# [TASK DETAILS]
Single out the lines of the material that contain "grass" and copy them.

Start of DATA FOR THIS EXERCISE

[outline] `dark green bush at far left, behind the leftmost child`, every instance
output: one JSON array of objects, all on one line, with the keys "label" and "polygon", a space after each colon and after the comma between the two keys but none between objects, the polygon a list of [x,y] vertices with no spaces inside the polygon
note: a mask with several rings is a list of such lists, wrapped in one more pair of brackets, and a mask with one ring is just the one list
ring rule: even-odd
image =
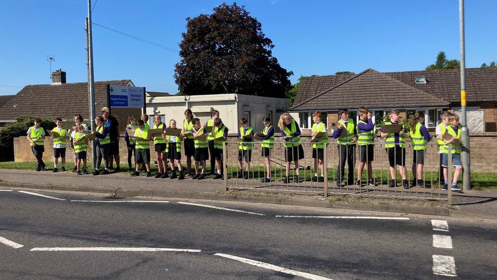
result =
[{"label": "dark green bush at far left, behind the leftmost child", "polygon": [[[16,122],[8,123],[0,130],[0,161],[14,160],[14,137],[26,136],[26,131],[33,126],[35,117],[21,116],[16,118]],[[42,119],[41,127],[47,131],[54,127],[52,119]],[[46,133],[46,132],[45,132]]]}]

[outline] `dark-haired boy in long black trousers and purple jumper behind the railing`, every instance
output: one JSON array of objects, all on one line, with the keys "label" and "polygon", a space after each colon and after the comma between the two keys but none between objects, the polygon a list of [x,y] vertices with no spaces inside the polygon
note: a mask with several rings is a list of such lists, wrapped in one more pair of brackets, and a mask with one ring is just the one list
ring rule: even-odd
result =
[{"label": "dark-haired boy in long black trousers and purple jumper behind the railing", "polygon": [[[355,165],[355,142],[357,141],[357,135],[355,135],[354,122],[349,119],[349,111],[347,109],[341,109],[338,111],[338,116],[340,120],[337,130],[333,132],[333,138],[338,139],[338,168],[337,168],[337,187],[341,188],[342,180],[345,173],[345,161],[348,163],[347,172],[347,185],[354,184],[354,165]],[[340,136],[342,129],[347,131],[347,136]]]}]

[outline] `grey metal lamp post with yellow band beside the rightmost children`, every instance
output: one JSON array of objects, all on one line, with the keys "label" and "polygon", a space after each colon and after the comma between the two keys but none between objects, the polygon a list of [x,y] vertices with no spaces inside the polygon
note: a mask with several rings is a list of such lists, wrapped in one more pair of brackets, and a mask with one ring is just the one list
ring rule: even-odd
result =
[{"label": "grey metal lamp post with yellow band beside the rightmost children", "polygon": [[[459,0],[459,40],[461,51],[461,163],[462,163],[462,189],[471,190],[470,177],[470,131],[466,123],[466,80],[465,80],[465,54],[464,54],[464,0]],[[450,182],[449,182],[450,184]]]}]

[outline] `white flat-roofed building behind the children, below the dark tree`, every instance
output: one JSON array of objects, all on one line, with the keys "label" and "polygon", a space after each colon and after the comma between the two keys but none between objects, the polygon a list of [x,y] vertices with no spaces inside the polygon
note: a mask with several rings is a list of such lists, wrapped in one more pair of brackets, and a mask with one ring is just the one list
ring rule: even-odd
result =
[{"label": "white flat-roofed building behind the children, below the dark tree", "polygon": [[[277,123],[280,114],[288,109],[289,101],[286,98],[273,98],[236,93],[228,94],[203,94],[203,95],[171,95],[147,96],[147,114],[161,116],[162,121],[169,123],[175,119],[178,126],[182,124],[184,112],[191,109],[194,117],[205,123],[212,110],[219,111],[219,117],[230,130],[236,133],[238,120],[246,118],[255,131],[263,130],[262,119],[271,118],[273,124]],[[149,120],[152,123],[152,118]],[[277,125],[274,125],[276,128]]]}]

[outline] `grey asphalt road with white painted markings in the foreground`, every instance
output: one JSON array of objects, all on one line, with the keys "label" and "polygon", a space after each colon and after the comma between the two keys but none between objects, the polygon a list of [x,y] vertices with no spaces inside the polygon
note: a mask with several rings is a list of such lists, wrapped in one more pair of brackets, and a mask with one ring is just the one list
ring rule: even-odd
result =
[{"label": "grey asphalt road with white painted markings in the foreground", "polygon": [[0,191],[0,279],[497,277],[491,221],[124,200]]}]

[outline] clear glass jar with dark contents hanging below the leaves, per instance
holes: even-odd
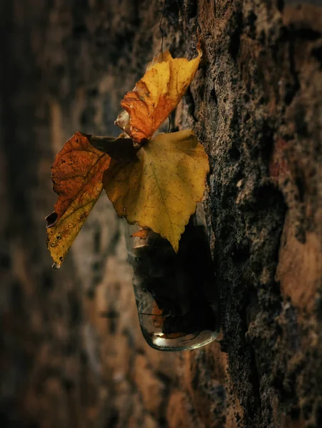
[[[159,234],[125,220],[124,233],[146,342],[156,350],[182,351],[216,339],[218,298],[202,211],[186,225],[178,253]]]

End of DATA FOR THIS EXERCISE
Start of DATA FOR THIS EXERCISE

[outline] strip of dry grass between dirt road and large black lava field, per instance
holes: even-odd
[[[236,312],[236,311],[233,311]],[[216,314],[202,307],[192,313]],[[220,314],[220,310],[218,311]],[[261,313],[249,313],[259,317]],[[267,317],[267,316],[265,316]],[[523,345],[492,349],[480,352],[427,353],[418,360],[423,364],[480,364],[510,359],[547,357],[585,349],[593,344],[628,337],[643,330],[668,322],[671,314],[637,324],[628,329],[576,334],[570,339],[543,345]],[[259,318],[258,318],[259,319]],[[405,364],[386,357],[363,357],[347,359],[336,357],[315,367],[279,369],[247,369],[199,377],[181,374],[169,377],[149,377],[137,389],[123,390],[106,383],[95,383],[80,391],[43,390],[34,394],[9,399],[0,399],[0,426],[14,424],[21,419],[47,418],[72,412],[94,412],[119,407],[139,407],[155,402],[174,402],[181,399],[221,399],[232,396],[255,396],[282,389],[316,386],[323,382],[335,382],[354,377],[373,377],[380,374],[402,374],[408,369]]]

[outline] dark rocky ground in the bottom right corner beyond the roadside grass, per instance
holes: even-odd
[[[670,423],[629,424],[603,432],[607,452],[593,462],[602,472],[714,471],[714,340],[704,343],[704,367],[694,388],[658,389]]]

End of DATA FOR THIS EXERCISE

# [TASK OUTPUT]
[outline] strip of dry grass between dirt road and large black lava field, per instance
[outline] dark rocky ground in the bottom right corner beyond the roadside grass, per instance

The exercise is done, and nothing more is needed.